— Task to complete —
Output only the lines of the entries that follow, starting at the one with "branch, placing a dot on each." and running down to the one with "doorway, placing a dot on each.", both included and unchanged.

Data entries:
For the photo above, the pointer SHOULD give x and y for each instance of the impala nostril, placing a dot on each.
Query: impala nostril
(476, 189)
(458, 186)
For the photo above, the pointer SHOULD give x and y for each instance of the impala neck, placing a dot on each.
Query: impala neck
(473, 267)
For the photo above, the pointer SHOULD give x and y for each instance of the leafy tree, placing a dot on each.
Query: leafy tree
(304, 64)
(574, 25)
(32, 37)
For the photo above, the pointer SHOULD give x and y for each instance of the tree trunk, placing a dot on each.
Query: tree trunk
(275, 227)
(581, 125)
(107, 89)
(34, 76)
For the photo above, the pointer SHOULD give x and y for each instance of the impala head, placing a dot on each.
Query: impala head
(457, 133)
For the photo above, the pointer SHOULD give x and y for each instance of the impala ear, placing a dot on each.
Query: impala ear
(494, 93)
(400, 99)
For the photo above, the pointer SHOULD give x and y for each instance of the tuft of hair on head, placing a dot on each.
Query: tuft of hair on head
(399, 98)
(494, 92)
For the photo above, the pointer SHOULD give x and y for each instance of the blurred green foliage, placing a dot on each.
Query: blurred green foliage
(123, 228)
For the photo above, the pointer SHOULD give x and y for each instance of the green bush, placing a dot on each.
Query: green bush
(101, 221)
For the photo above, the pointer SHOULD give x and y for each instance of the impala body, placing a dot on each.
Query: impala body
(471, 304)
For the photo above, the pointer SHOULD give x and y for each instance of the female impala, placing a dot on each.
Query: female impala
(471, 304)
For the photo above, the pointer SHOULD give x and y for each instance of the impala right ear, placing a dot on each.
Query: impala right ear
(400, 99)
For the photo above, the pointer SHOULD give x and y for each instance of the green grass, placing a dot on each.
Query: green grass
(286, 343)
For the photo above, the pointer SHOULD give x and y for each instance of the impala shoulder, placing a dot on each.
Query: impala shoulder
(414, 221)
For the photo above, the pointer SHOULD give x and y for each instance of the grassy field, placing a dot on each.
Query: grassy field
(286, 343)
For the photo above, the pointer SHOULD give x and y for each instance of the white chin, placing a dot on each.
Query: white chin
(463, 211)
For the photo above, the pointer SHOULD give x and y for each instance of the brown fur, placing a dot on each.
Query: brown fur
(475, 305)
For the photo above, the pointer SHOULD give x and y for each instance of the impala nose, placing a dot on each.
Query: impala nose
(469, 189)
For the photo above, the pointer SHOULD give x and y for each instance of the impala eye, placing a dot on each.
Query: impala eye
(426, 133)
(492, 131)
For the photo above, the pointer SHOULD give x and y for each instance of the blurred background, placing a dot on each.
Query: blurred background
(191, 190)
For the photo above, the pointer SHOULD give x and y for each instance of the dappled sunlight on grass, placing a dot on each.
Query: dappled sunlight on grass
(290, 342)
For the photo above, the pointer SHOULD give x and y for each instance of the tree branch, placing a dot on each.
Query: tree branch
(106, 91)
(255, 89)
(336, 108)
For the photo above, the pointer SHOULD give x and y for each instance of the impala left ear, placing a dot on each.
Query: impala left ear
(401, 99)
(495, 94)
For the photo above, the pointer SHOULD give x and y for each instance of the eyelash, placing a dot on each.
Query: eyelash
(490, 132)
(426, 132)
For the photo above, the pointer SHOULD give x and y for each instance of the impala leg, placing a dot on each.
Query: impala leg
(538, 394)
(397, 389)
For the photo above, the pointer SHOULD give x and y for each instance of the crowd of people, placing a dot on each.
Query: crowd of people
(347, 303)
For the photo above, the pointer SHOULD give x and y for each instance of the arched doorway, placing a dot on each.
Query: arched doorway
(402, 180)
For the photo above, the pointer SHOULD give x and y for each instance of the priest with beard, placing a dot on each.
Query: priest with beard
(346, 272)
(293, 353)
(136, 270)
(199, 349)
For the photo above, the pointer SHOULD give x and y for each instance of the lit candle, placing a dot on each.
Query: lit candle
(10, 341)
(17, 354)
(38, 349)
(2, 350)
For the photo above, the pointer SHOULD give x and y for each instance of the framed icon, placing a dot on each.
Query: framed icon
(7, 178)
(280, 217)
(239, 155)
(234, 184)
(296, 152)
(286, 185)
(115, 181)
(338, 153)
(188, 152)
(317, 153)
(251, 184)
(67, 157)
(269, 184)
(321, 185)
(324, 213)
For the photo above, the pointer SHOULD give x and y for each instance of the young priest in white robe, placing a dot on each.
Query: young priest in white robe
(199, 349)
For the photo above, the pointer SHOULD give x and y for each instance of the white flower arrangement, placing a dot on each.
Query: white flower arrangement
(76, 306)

— Response —
For the photo above, the pointer SHOULD give x and y for each instance of the tree branch, placing a dot on each.
Query: tree branch
(106, 91)
(255, 89)
(336, 108)
For the photo above, the pointer SHOULD give x and y for each instance of the impala left ear, placing a dot on each.
Query: impala left ear
(401, 99)
(495, 94)
For the photo above, the pointer SHOULD give x and y for each instance of the eyelash, placing a dot on each.
Query: eyelash
(490, 132)
(426, 132)
For the photo above, the pointer SHOULD give x and y for each instance of the impala leg, placing a dot on each.
Query: impala leg
(538, 394)
(397, 389)
For the photo above, the pointer SHOULD give x and y for each instance of the crowd of people, placing a dot on each.
Query: crowd of people
(347, 303)
For the photo above, the pointer SHOULD give x and y for each instance of the arched doorway, placing a dot on each.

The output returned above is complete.